[Opening Data for processing section]
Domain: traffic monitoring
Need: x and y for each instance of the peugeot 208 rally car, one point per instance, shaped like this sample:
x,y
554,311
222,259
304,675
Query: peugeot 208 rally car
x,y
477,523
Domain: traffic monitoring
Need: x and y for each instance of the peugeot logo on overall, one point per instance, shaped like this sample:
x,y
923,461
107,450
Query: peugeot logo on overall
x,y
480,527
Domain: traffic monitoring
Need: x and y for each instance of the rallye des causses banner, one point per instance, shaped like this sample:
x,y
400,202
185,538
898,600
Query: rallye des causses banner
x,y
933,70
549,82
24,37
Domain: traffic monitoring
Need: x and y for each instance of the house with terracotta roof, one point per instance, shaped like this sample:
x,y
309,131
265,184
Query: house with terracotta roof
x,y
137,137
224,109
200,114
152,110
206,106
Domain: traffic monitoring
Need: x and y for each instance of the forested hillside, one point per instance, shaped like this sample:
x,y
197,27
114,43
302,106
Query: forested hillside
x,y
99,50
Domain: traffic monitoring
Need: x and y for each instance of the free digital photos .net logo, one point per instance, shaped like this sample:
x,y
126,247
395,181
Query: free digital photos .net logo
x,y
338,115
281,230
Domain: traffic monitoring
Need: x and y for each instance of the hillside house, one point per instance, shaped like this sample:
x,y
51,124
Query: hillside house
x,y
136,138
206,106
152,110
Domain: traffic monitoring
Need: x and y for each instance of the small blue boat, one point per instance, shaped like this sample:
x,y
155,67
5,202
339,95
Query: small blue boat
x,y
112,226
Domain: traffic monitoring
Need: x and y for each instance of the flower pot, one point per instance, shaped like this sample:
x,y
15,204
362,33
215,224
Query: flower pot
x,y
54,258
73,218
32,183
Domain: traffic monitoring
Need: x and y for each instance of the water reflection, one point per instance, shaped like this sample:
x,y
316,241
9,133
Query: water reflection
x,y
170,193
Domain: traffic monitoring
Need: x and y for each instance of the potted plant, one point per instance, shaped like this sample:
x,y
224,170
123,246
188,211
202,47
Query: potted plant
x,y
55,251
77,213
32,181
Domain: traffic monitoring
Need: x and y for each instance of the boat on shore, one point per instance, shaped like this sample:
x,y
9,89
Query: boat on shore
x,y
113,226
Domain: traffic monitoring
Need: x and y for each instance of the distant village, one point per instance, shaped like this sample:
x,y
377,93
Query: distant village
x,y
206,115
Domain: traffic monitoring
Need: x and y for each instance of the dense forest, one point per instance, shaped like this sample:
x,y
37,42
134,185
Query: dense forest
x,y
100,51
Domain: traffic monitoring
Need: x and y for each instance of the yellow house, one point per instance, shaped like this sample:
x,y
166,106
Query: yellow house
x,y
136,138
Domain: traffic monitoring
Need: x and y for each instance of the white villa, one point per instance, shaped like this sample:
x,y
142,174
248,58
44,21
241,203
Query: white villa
[Closing Data for processing section]
What the task asks: Could you output the records in full, exactly as written?

Your response:
Domain: traffic monitoring
Need: x and y for each instance of the peugeot 208 rally car, one point per instance, shaped like this sample:
x,y
554,311
222,259
304,675
Query: peugeot 208 rally car
x,y
477,523
Domain: traffic monitoring
Need: x and y for each instance of the peugeot logo on overall, one point per instance, shaped like this sample:
x,y
923,461
107,450
Query: peugeot logo on overall
x,y
480,527
Domain: traffic monitoring
Need: x and y for each instance of the rallye des causses banner, one point per instance, shaped like this sample:
x,y
400,202
185,538
898,600
Query: rallye des causses banner
x,y
933,70
549,82
24,37
Domain: traffic monitoring
Need: x and y for each instance of the house with terracotta roof, one point per instance, shaped like this sample:
x,y
309,131
265,184
Query: house with terracotta roof
x,y
137,137
224,109
200,114
152,110
206,106
Domain: traffic monitoring
Need: x and y for each instance of the forested hillside, one point per instance, shaped like this sample:
x,y
197,27
114,43
302,106
Query: forested hillside
x,y
99,50
Domain: traffic monitoring
Need: x and y for each instance of the free digital photos .net logo, one point per instance, shaped like this sample:
x,y
126,247
395,181
Query: free digital photos .net logo
x,y
338,115
281,230
Domain: traffic monitoring
Need: x and y for each instance of the hillside house, one point per instance, shaped like this sample:
x,y
51,124
Query: hillside house
x,y
136,138
206,106
152,110
Domain: traffic monitoring
Need: x and y for each instance of the small blue boat, one point per instance, shaped like this sample:
x,y
155,67
5,202
339,95
Query: small blue boat
x,y
112,226
Domain: traffic monitoring
Need: x and y for each instance of the flower pot, one point per instance, shaped like this sample:
x,y
15,204
362,33
215,224
Query: flower pot
x,y
54,258
73,218
32,183
Domain: traffic monitoring
Need: x and y for each instance of the water reflection, one point per instance, shaped like this sample:
x,y
316,241
9,133
Query: water reflection
x,y
170,193
Domain: traffic monitoring
Need: x and y for each instance of the potted plant, one point per instance, shaped like this sample:
x,y
224,170
123,246
188,211
202,47
Query: potted plant
x,y
55,251
77,213
32,181
Domain: traffic monitoring
Need: x and y for each instance of the boat on shore, one point per instance, shaped like this sample:
x,y
9,89
Query: boat on shore
x,y
113,226
Domain: traffic monitoring
Need: x and y for each instance of the distant village, one point per instance, shaped like this sample:
x,y
377,93
Query: distant village
x,y
206,115
Domain: traffic monitoring
Need: x and y for each instance of the dense forest, one point per instance, shaped like this sample:
x,y
37,42
134,185
Query: dense forest
x,y
100,51
Domain: traffic monitoring
Need: x and y for each instance of the yellow house, one point per instance, shaped like this sample:
x,y
166,106
Query: yellow house
x,y
136,138
Domain: traffic monitoring
Need: x and y for each instance of the white villa, one point per instance, shaped like this sample:
x,y
142,174
248,58
44,21
241,203
Query: white villa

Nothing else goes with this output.